# WORK TO BE COMPLETED:
Word for word, quote the lines from the one containing "rule for holes" to the end of the entries below, including both. Leave pictures out.

# RECORDS PROVIDED:
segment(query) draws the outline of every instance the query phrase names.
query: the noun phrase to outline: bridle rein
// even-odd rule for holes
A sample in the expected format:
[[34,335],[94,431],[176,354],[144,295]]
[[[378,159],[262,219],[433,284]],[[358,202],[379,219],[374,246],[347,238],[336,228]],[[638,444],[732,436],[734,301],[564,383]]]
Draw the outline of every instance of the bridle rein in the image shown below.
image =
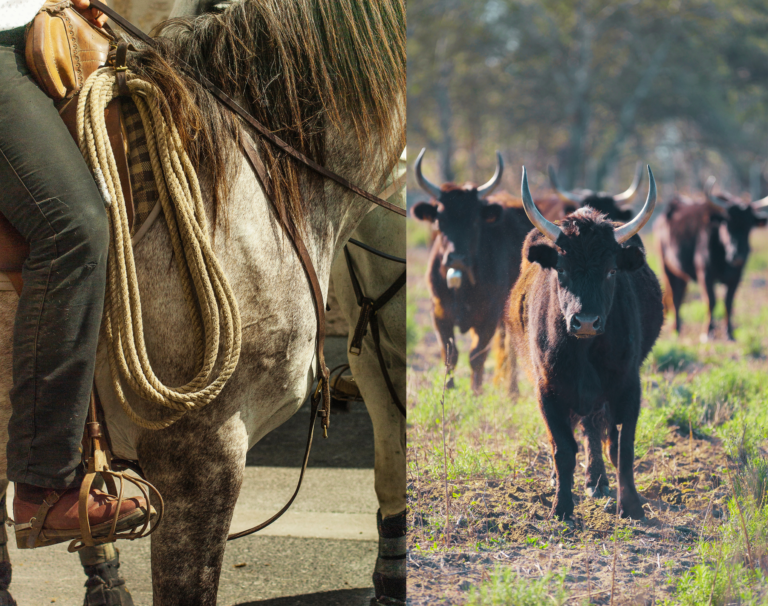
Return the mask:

# RESPONSE BELOW:
// even-odd rule for holes
A sample in the expected format:
[[34,335],[94,431],[176,354],[144,295]]
[[[378,159],[262,219],[433,284]],[[358,202],[379,219],[374,246],[347,238],[336,228]],[[638,444],[732,436],[734,301],[564,383]]]
Draw the outline of every instance of the bridle rein in the image shown below.
image =
Return the mask:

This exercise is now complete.